--- GIVEN DATA ---

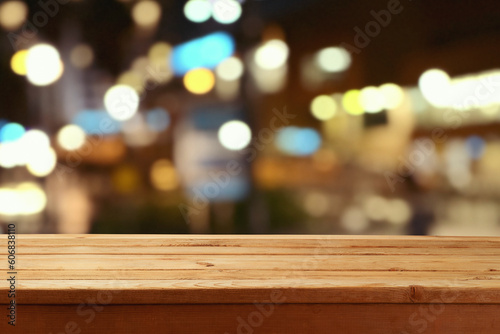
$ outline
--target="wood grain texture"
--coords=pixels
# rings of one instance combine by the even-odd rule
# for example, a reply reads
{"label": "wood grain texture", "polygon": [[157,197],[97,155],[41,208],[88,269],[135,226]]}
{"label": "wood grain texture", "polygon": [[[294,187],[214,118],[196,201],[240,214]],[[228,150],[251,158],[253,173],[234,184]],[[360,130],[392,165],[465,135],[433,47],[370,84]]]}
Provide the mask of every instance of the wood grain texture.
{"label": "wood grain texture", "polygon": [[500,238],[18,235],[16,254],[0,333],[500,333]]}
{"label": "wood grain texture", "polygon": [[[20,304],[500,302],[500,238],[18,235]],[[0,247],[7,249],[6,236]],[[2,261],[4,271],[7,262]],[[8,301],[7,283],[0,303]],[[118,293],[119,292],[119,293]]]}

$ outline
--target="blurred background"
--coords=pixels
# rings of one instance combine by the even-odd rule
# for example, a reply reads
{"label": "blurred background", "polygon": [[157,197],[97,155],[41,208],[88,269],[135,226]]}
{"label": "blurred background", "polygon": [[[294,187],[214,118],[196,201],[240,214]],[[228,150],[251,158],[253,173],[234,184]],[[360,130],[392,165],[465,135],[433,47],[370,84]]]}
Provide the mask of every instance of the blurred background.
{"label": "blurred background", "polygon": [[0,225],[500,235],[495,0],[0,2]]}

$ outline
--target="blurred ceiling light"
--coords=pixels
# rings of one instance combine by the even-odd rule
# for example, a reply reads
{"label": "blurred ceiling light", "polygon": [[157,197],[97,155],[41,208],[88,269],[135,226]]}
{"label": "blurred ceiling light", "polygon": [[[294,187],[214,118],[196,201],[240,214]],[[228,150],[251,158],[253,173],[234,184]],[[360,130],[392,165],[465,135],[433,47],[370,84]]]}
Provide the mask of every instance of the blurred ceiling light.
{"label": "blurred ceiling light", "polygon": [[29,82],[35,86],[47,86],[61,77],[64,66],[56,48],[37,44],[28,49],[26,70]]}
{"label": "blurred ceiling light", "polygon": [[212,17],[222,24],[236,22],[241,16],[241,5],[235,0],[214,0],[212,5]]}
{"label": "blurred ceiling light", "polygon": [[0,129],[0,142],[12,142],[20,139],[26,130],[19,123],[7,123]]}
{"label": "blurred ceiling light", "polygon": [[0,25],[6,30],[17,30],[26,21],[28,6],[23,1],[6,1],[0,5]]}
{"label": "blurred ceiling light", "polygon": [[208,0],[189,0],[184,5],[184,15],[191,22],[205,22],[212,16],[212,4]]}
{"label": "blurred ceiling light", "polygon": [[288,59],[285,42],[273,39],[261,45],[255,52],[255,63],[262,69],[273,70],[285,65]]}
{"label": "blurred ceiling light", "polygon": [[176,75],[184,75],[200,67],[213,69],[230,57],[234,50],[233,37],[218,31],[175,46],[170,65]]}
{"label": "blurred ceiling light", "polygon": [[138,26],[151,28],[158,24],[161,17],[161,6],[156,1],[138,1],[132,8],[132,18]]}
{"label": "blurred ceiling light", "polygon": [[74,124],[62,127],[57,133],[57,142],[59,146],[67,151],[78,150],[85,144],[85,139],[85,131]]}
{"label": "blurred ceiling light", "polygon": [[449,104],[451,82],[448,73],[439,69],[425,71],[418,80],[424,98],[433,106],[442,108]]}
{"label": "blurred ceiling light", "polygon": [[104,95],[104,106],[112,118],[125,121],[137,113],[139,95],[130,86],[115,85]]}
{"label": "blurred ceiling light", "polygon": [[403,225],[411,218],[410,205],[402,199],[393,199],[389,201],[389,210],[387,211],[387,221],[393,225]]}
{"label": "blurred ceiling light", "polygon": [[0,167],[13,168],[19,163],[20,152],[17,142],[7,142],[0,144]]}
{"label": "blurred ceiling light", "polygon": [[125,143],[132,147],[144,147],[153,144],[157,138],[156,132],[146,125],[142,113],[122,123]]}
{"label": "blurred ceiling light", "polygon": [[404,92],[400,86],[386,83],[380,86],[379,89],[384,96],[386,109],[396,109],[403,103]]}
{"label": "blurred ceiling light", "polygon": [[72,119],[71,123],[78,125],[90,135],[111,135],[120,132],[120,122],[112,118],[104,110],[82,110]]}
{"label": "blurred ceiling light", "polygon": [[370,221],[361,208],[351,206],[340,217],[340,225],[349,233],[362,233],[368,229]]}
{"label": "blurred ceiling light", "polygon": [[229,121],[219,128],[218,138],[221,145],[228,150],[238,151],[250,144],[252,131],[242,121]]}
{"label": "blurred ceiling light", "polygon": [[146,124],[151,131],[165,131],[170,125],[170,115],[163,108],[149,110],[146,113]]}
{"label": "blurred ceiling light", "polygon": [[132,87],[139,94],[144,91],[143,79],[141,75],[135,71],[126,71],[120,74],[118,79],[116,79],[116,84]]}
{"label": "blurred ceiling light", "polygon": [[45,192],[36,183],[24,182],[16,187],[0,187],[0,215],[32,215],[47,205]]}
{"label": "blurred ceiling light", "polygon": [[167,159],[157,160],[151,166],[151,183],[158,190],[169,191],[179,186],[177,172]]}
{"label": "blurred ceiling light", "polygon": [[236,57],[229,57],[217,65],[215,74],[225,81],[238,80],[243,75],[243,63]]}
{"label": "blurred ceiling light", "polygon": [[111,182],[118,192],[129,194],[140,186],[141,177],[136,167],[122,165],[112,172]]}
{"label": "blurred ceiling light", "polygon": [[382,92],[374,86],[368,86],[360,92],[360,103],[368,113],[377,113],[384,110],[385,98]]}
{"label": "blurred ceiling light", "polygon": [[87,68],[94,61],[94,51],[88,44],[78,44],[71,50],[69,60],[76,68]]}
{"label": "blurred ceiling light", "polygon": [[315,129],[287,126],[278,132],[276,147],[283,153],[308,156],[321,147],[321,136]]}
{"label": "blurred ceiling light", "polygon": [[304,209],[313,217],[324,216],[330,209],[328,197],[319,192],[308,193],[304,198]]}
{"label": "blurred ceiling light", "polygon": [[172,46],[166,42],[157,42],[148,51],[148,58],[151,64],[164,65],[169,63]]}
{"label": "blurred ceiling light", "polygon": [[351,65],[351,55],[342,47],[329,47],[317,53],[316,62],[325,72],[343,72]]}
{"label": "blurred ceiling light", "polygon": [[381,196],[370,196],[363,202],[363,210],[366,216],[372,220],[383,220],[390,211],[388,202]]}
{"label": "blurred ceiling light", "polygon": [[26,168],[34,176],[44,177],[52,173],[56,167],[56,163],[56,152],[49,147],[33,152],[33,154],[28,157]]}
{"label": "blurred ceiling light", "polygon": [[28,55],[28,50],[20,50],[14,53],[10,60],[10,67],[12,71],[17,75],[26,75],[26,56]]}
{"label": "blurred ceiling light", "polygon": [[337,113],[337,102],[331,96],[319,95],[312,100],[310,109],[314,117],[326,121]]}
{"label": "blurred ceiling light", "polygon": [[361,115],[365,111],[360,103],[361,92],[357,89],[352,89],[345,92],[342,97],[342,107],[351,115]]}
{"label": "blurred ceiling light", "polygon": [[206,68],[197,68],[187,72],[183,81],[188,91],[199,95],[210,92],[215,85],[212,71]]}
{"label": "blurred ceiling light", "polygon": [[48,150],[50,148],[50,138],[45,132],[40,130],[28,130],[19,139],[18,150],[23,156],[23,161],[18,164],[26,164],[30,161],[32,156],[36,156],[38,152]]}

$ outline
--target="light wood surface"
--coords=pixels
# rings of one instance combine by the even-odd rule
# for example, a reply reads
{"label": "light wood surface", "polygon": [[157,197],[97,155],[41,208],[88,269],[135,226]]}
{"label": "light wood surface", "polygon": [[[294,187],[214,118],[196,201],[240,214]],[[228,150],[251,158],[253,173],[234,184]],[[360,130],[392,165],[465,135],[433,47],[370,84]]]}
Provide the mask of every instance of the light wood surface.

---

-- WORK TO BE COMPLETED --
Gather every line of the material above that contains the string "texture", matching case exactly.

-- SOLUTION TO THIS TASK --
--target="wood grain texture"
{"label": "wood grain texture", "polygon": [[157,197],[97,155],[41,208],[88,269],[135,226]]}
{"label": "wood grain texture", "polygon": [[[294,187],[214,118],[196,201],[240,214]],[[228,150],[251,158],[253,173],[234,184]],[[360,130],[392,165],[465,135],[433,47],[370,84]]]}
Provide the mask of every instance of the wood grain texture.
{"label": "wood grain texture", "polygon": [[500,238],[18,235],[16,254],[0,333],[500,333]]}
{"label": "wood grain texture", "polygon": [[[20,304],[500,302],[500,238],[18,235]],[[0,247],[7,249],[6,236]],[[2,261],[4,271],[7,262]],[[8,301],[7,283],[0,303]],[[118,293],[119,292],[119,293]]]}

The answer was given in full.